== Testo da leggere

Eppure a questo sono arrivati i nostri governanti regionali, con una sgangherata sequela di referendum, leggi e leggine, senza un progetto o in’idea organica. Per rendervi conto della follia pensate che fanno capo a Carbonia Esterzili, Sadali e via pazziando. La nuova provincia comprende, dunque, i territori delle ex province di Carbonia Iglesias, Medio Campidano e restante parte della vecchia Provincia di Cagliari, oltre i Comuni di Escalaplano, Escolca, Esterzili, Gergei, Isili, Nuragus, Nurallao, Nurri, Orroli, Sadali, Serri, Seulo, Seui, Genoni e Villanovatulo. Come sarà funzionale questa nuova provincia! Sarà meglio di quella soppressa!
Per stabilire chi legare, penso vogliate sapere chi ha deciso tutto questo. L’individuazione della città capoluogo della nuova Provincia è stata deliberata dall’amministratore straordinario-podestà, Giorgio Sanna, con i poteri del consiglio provinciale [sic !], in adesione agli indirizzi forniti dall’assessore regionale degli Enti locali, Finanze e Urbanistica, Erriu. Ma le leggi e i provvedimento pregressi hanno molti padri e madri. Anche i folli, però, hanno un balume di lucidità. E così anche il podestà e il soprastante assessore si rendono conto dell’assurdità e si affrettano a precisare che la scelta è indifferibile in ragione delle follie pregresse, ma provvisoria per la sua assurdità. Ma non è che Erriu parli di sbarraccamento, no no, troppa ragionevolezza e buon senso! Sarà confermata o modificata dal futuro Consiglio provinciale, che verrà eletto ai sensi e con le modalità previste dalla legge regionale n. 2/2016 (oscuri accordi all’interno della casta locale, come si è fatto ieri in molte province italiane!). Per ora è si è seguito il criterio del comune con maggiore popolazione residente tra quelli già capoluogo di provincia, poi si vedrà. Sarà una bella carnevalata, trovare un capoluogo ragionevole a questa circoscrizione insensata. Quale riordino mirabile! Quale semplificazione! La stessa che volevano col sì realizzare a livello nazionale per iil Senato, ammomia ti arrodi!

====

Elenco dei compiti =>
• 1. Traduci in inglese questa frase del testo sulla nuova provincia: "Sarà una bella carnevalata, trovare un capoluogo ragionevole a questa circoscrizione insensata."
• 2. Rispondi in breve, in base al testo sulla nuova provincia:
(a) Quali territori di ex province comprende la nuova provincia?
(b) Chi ha deliberato l'individuazione della città capoluogo?
(c) Quale criterio si è seguito per ora nella scelta del capoluogo?
• 3. Riscrivi come elenco puntato il paragrafo del testo sulla nuova provincia che comincia con "Eppure a questo sono arrivati", conservandone i fatti principali.

== Elenco delle voci

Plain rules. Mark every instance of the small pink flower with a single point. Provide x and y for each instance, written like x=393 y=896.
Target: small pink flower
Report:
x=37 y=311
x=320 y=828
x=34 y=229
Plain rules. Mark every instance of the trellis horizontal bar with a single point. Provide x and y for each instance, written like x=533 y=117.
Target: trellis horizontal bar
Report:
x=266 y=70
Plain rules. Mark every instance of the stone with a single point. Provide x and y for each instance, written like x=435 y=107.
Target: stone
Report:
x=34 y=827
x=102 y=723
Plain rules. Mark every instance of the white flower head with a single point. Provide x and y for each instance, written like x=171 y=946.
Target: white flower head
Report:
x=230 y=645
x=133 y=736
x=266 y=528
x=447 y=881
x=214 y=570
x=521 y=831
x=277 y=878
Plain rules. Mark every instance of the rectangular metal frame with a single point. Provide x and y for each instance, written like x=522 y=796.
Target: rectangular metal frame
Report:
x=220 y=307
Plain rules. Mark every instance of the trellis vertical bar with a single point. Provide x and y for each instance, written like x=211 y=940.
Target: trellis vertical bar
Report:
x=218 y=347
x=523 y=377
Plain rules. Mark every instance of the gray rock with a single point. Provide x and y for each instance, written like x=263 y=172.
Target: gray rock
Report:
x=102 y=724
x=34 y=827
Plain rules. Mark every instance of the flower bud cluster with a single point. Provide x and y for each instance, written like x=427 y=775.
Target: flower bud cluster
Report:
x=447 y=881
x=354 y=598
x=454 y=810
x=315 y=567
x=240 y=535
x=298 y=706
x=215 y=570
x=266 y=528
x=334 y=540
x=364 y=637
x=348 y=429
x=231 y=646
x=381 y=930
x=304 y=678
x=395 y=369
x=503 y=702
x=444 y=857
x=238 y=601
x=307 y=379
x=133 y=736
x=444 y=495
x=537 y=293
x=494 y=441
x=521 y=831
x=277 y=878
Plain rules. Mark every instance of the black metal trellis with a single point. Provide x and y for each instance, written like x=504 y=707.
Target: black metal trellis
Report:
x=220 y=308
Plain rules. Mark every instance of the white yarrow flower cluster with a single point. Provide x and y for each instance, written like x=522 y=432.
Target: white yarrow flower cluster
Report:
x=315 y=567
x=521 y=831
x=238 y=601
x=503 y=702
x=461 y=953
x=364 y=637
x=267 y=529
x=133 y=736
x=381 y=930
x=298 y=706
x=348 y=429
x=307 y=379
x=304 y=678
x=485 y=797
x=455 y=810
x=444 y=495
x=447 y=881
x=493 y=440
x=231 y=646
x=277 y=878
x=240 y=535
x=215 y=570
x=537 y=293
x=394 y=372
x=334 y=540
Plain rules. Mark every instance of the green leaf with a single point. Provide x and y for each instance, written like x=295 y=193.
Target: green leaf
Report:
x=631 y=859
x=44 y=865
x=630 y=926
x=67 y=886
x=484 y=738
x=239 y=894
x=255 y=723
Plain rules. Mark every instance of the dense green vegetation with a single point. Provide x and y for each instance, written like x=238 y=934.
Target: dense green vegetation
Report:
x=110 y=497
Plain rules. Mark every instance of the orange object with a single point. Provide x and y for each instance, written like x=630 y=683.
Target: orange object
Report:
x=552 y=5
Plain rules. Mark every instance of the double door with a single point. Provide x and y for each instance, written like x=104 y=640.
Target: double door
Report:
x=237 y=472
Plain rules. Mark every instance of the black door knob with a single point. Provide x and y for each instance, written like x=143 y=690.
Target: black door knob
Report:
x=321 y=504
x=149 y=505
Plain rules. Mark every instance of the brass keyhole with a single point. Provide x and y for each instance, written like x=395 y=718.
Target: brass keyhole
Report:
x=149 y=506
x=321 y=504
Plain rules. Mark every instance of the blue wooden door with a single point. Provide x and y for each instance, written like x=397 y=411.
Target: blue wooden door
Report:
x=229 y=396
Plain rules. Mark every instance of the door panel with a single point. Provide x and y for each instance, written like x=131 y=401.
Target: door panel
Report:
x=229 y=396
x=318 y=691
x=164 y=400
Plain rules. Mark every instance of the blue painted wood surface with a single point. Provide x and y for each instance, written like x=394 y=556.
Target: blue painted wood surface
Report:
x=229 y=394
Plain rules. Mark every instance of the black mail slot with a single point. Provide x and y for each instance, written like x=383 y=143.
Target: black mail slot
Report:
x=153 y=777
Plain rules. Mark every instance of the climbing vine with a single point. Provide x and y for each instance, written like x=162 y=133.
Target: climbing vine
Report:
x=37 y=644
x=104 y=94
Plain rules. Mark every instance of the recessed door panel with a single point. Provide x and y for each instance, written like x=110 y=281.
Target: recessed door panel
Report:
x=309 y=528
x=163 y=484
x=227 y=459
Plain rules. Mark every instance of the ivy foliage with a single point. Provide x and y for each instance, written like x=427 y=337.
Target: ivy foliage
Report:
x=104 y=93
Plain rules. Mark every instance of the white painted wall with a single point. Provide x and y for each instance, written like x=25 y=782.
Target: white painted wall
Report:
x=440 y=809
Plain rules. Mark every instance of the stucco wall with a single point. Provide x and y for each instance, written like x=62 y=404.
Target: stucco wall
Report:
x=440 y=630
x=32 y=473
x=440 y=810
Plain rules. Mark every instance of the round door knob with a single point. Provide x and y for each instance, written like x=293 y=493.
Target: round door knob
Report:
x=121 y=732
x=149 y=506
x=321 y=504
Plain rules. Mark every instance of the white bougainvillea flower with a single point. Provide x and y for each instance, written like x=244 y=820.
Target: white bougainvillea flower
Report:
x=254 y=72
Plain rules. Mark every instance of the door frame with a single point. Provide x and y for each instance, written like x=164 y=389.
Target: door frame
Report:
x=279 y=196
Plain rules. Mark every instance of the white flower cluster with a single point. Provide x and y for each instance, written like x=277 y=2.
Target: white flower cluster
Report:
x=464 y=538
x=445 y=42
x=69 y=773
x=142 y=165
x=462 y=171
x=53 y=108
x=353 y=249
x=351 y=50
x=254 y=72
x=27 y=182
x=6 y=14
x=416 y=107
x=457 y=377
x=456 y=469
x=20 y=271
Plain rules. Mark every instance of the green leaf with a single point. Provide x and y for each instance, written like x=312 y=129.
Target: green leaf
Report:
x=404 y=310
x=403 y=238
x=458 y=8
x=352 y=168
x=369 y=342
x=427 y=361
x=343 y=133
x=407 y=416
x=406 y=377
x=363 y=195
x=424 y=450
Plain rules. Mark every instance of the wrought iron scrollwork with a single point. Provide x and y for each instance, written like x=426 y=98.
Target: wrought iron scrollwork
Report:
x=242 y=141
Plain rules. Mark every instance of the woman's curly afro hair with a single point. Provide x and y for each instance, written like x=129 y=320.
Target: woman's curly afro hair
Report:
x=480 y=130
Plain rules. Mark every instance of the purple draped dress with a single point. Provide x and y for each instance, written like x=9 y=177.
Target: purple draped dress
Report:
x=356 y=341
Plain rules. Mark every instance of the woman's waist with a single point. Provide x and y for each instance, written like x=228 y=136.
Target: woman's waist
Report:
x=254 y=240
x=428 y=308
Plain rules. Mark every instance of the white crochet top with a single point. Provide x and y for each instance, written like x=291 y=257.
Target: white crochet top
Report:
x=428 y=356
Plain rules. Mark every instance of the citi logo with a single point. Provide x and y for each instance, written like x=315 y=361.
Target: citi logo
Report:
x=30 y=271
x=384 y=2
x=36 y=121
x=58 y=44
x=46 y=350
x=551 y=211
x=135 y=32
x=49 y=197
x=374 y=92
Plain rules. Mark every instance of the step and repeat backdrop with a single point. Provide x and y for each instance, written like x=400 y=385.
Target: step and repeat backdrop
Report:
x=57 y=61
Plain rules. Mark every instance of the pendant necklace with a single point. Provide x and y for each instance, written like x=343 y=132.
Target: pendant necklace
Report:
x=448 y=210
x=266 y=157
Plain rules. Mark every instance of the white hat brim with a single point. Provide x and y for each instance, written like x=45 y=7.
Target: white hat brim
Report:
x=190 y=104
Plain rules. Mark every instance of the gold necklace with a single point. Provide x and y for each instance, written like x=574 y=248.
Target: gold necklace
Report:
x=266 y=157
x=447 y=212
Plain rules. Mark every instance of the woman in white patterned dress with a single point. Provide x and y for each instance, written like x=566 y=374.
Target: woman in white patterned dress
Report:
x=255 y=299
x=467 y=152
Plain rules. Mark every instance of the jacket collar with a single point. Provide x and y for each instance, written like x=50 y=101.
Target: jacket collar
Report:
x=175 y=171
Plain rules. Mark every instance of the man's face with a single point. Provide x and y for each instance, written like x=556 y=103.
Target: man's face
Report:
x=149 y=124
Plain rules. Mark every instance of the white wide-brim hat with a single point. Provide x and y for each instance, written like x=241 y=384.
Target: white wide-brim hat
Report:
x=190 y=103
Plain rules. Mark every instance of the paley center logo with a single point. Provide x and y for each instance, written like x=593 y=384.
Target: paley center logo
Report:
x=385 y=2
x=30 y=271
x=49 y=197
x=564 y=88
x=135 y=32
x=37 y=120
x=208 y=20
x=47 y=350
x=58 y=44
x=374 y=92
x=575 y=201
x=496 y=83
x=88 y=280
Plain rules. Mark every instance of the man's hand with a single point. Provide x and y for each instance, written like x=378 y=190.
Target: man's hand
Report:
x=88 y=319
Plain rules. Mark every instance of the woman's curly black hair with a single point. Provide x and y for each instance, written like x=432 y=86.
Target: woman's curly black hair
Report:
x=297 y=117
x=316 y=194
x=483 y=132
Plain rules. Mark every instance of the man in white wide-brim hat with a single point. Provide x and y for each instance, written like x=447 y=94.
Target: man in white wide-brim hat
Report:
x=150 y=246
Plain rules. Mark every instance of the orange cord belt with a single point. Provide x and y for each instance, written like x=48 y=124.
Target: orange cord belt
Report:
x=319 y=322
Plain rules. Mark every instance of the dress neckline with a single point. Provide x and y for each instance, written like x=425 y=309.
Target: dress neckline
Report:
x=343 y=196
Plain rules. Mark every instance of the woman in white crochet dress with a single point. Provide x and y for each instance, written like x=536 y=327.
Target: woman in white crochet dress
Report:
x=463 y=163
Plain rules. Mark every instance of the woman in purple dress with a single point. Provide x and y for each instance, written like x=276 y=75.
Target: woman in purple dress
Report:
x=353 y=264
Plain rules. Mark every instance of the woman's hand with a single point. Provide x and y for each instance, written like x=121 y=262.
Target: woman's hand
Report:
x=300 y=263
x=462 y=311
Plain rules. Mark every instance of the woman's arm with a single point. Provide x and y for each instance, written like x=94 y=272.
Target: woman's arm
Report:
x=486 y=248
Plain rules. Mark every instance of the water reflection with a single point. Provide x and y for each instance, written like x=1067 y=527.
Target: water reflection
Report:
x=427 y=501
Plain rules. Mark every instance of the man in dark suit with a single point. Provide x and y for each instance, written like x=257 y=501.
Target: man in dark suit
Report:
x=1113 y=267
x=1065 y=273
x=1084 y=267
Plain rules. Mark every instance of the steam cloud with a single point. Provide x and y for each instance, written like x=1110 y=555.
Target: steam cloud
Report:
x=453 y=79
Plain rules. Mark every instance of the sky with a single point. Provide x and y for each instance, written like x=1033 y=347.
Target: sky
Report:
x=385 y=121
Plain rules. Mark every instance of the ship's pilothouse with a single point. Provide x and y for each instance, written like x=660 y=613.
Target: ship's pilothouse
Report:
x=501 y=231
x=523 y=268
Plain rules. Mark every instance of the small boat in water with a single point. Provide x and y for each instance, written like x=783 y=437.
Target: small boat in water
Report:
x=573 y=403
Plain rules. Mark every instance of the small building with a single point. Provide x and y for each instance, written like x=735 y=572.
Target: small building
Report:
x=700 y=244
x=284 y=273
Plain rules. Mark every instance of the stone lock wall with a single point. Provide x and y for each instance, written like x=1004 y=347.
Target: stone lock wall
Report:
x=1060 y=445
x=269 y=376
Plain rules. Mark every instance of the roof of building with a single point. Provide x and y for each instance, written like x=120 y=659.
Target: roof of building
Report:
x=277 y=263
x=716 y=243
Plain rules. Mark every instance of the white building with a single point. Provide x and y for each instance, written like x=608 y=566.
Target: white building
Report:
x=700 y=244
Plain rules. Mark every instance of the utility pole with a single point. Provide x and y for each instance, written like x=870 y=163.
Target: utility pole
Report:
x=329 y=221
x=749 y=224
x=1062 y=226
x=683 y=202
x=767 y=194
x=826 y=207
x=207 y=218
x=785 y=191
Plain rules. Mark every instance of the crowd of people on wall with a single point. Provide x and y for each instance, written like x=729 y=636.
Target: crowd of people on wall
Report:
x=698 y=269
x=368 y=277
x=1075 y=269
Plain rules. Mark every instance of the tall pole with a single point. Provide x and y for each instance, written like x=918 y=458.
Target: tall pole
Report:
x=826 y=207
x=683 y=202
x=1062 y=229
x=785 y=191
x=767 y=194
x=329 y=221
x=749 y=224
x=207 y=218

====

Risposte per compito =>
• 1. It will be quite a farce, finding a reasonable capital for this senseless district.

• 2.
(a) I territori delle ex province di Carbonia Iglesias e Medio Campidano e la restante parte della vecchia Provincia di Cagliari.
(b) L'amministratore straordinario-podestà Giorgio Sanna, con i poteri del consiglio provinciale.
(c) Il comune con maggiore popolazione residente tra quelli già capoluogo di provincia.

• 3.
- I governanti regionali sono arrivati a questo risultato con una serie di referendum, leggi e leggine, senza un progetto organico.
- Esterzili, Sadali e altri comuni fanno capo a Carbonia.
- La nuova provincia comprende i territori delle ex province di Carbonia Iglesias e Medio Campidano e la restante parte della vecchia Provincia di Cagliari.
- Comprende inoltre i comuni di Escalaplano, Escolca, Esterzili, Gergei, Isili, Nuragus, Nurallao, Nurri, Orroli, Sadali, Serri, Seulo, Seui, Genoni e Villanovatulo.
- L'autore dubita, con ironia, che la nuova provincia sarà funzionale e migliore di quella soppressa.